*** Opening of Extracted data ***

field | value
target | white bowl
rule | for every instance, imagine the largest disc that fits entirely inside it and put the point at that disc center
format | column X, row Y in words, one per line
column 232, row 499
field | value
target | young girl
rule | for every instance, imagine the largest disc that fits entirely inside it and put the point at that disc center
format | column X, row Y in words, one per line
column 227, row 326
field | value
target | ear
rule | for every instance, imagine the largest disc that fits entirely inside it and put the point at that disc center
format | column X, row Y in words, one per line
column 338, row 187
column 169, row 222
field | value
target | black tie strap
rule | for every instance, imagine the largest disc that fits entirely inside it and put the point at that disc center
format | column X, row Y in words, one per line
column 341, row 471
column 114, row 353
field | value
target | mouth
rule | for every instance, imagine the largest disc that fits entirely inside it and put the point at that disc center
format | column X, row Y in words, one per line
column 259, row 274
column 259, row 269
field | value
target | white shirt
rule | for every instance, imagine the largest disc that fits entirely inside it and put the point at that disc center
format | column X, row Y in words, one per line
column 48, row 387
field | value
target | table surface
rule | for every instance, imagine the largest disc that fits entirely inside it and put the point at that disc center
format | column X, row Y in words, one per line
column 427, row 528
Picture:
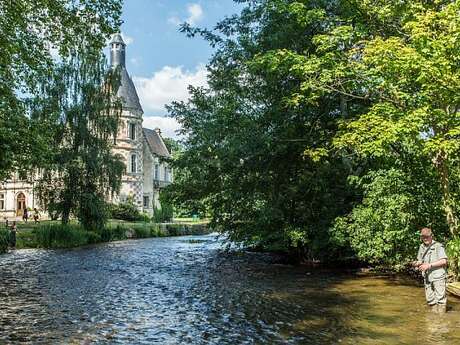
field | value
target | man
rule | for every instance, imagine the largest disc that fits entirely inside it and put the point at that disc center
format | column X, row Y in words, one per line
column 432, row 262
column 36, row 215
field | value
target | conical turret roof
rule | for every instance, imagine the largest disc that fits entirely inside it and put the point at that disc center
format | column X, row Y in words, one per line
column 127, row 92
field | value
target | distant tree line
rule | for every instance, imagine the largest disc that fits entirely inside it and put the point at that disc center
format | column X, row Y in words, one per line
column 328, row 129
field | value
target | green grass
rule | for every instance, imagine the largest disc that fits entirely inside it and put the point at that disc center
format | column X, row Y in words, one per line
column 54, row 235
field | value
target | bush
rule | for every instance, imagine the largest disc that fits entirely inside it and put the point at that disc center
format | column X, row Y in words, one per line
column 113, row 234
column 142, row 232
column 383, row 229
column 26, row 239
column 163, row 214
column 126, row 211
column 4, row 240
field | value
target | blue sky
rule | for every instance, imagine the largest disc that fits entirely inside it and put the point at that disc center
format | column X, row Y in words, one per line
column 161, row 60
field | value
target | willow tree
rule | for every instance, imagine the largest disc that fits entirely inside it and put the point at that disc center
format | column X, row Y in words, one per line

*** Close of Extracted data ***

» **Task brief**: If a line falls between the first line of the records and the line containing "target | white shirt", inclusive, repeat it exactly; leave out all others.

» **Result of this exercise**:
field | value
target | white bowl
rule | for every instance, imagine the largest disc that fits entirely inside it and put the point at that disc center
format | column X, row Y in words, one per line
column 232, row 499
field | value
target | young girl
rule | for every instance, imagine the largest disc that fits entirely inside it and put the point at that disc center
format | column X, row Y in words, one per line
column 227, row 326
field | value
target | ear
rule | for every instance, imagine the largest disc that fits entirely inside it and put the point at that disc center
format | column X, row Y in words, one per line
column 338, row 187
column 169, row 222
field | value
target | black tie strap
rule | for every instance, imagine the largest disc that fits entirely inside it and put the point at that disc center
format | column X, row Y in words, one per line
column 341, row 471
column 114, row 353
field | value
target | mouth
rule | for every instance, imagine the largest disc that fits entirely inside it and put the point at that disc center
format | column X, row Y in words, one per line
column 259, row 274
column 259, row 269
field | value
target | white shirt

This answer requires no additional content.